Written exercise: Repeat every line of the data exactly, but not the pictures.

++++++++++++++++++++

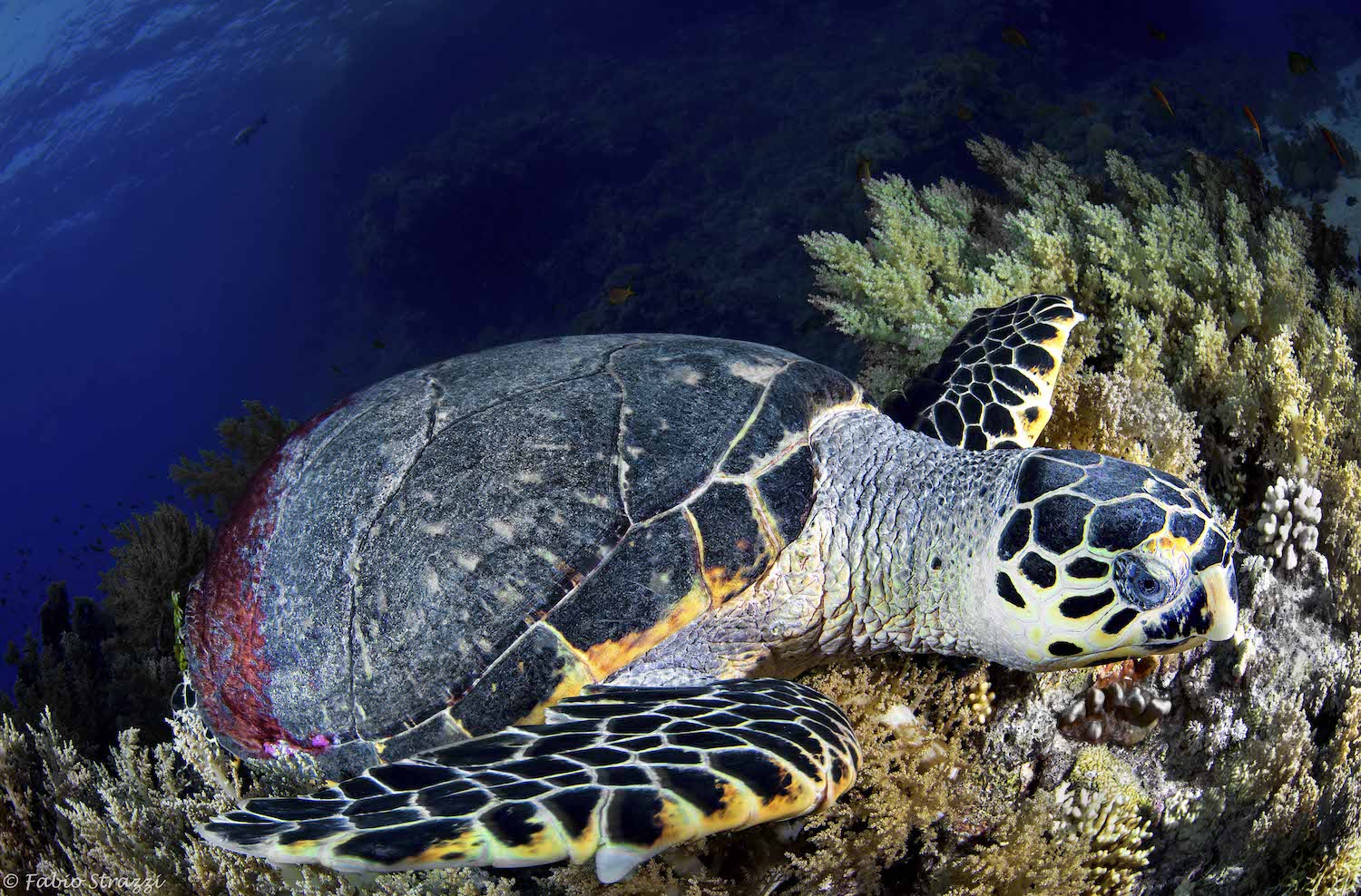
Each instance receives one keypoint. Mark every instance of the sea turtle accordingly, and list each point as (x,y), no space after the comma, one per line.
(552,594)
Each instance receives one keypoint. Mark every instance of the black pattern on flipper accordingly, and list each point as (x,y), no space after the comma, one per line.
(746,752)
(994,381)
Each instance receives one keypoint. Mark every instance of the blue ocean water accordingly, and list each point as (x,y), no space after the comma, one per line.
(152,275)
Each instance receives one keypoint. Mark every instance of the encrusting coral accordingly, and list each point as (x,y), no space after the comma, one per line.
(1219,343)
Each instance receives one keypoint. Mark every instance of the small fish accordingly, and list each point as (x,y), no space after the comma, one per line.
(1300,64)
(250,131)
(1257,128)
(1161,100)
(1333,144)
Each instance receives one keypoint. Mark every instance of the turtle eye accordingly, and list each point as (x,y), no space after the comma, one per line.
(1138,580)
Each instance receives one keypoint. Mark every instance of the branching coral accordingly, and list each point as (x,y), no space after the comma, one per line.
(1219,335)
(1119,706)
(1289,521)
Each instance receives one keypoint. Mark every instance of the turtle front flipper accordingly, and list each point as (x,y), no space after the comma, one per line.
(995,380)
(618,773)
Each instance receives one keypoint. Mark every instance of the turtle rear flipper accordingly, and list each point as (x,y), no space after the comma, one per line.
(618,773)
(995,380)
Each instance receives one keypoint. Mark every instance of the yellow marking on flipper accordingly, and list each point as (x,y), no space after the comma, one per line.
(546,844)
(471,847)
(576,675)
(738,811)
(680,822)
(612,656)
(585,843)
(799,797)
(299,847)
(1032,429)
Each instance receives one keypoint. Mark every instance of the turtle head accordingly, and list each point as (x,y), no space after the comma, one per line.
(1100,559)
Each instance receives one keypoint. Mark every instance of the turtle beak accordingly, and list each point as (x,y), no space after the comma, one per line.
(1221,599)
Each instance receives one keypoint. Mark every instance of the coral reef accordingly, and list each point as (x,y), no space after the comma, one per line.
(1116,706)
(108,827)
(111,665)
(1221,339)
(1289,521)
(247,441)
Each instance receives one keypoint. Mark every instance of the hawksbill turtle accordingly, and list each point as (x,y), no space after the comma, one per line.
(546,599)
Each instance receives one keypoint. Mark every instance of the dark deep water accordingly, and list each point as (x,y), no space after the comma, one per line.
(152,275)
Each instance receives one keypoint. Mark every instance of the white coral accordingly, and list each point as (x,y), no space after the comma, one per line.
(1289,521)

++++++++++++++++++++

Full response:
Each instance receives one keypoint. Mark every instance of the sea turtle accordingly, and list each point as (x,y), no space after the comma, one per line.
(552,594)
Each instance receives one keypoint. Mark every instance of the black pattern on flipper accordingly, and list each point as (x,y), no space after the comma, one per line.
(746,752)
(994,381)
Each instance receives one keypoint. Mark every instance of the blue ocean water accordingly, and list each point as (x,y), no space after the comma, one per line.
(152,275)
Each instance receives one keypoint. Mark every instance of the encrusting coral accordingly, and list each point as (x,y), no space after the comma, one per line.
(1219,343)
Each instance receives one keypoint. Mark every instance of the small fish accordingly, and list each point as (x,y), no space after the comma, one per line.
(1300,64)
(250,131)
(1257,128)
(1161,100)
(1333,144)
Each instance receives one keypoint. Mark every instance of the turtle eye accordingly, and list each point as (x,y), no space after the comma, one per line.
(1138,580)
Each instance receives one keypoint. Mark every instance of the branching coral accordingly, and list each point as (x,y), no space after the comma, one per line.
(1219,335)
(1119,706)
(1289,521)
Each instance receives one keypoint. Mark every instance of the turtle front flipper accordingly, and list each point as (x,y), no space after the comma, one per line.
(995,380)
(618,773)
Each instance receives one keypoint. Mark every instance of the turtle rear flipper accordingly, and list each point as (x,y), no space after the comma, one per line.
(618,773)
(995,380)
Each instance receives one keypoint. Mark every instance of the yellow marking on flipper accordingly, and list each point as (x,y), no space after the comma, one per line.
(546,844)
(471,847)
(576,675)
(738,811)
(680,822)
(612,656)
(585,843)
(799,797)
(299,847)
(1032,429)
Each instance receives one keypoint. Mark every instance of the turtle head accordingly, and list each point as (x,y), no space after the comma, one per line.
(1100,559)
Each instance receives one keypoint. Mark every instance of the turtle beak accordingly, and list each point as (x,y), no space after the comma, one per line.
(1221,599)
Each instance receives one keypoint. Mark every instance of the coral reef accordingly, and list each point as (x,y), no space after the comma, one per line.
(1116,706)
(108,827)
(111,665)
(1221,339)
(1289,521)
(247,441)
Each instance receives one keypoint. Mark every instance of the hawksbill turtle accordingly, and list each point as (x,y), no space after the comma, one per line.
(546,599)
Each instance receives one keypoint. Mark every instance of the dark deep water accordingly, and list each point as (x,y), no space after the comma, one per line.
(152,275)
Each instance receives one keypoint. Mark every instance of the white coral accordingly, and list each point as (x,y), no space after the comma, one per line.
(1289,521)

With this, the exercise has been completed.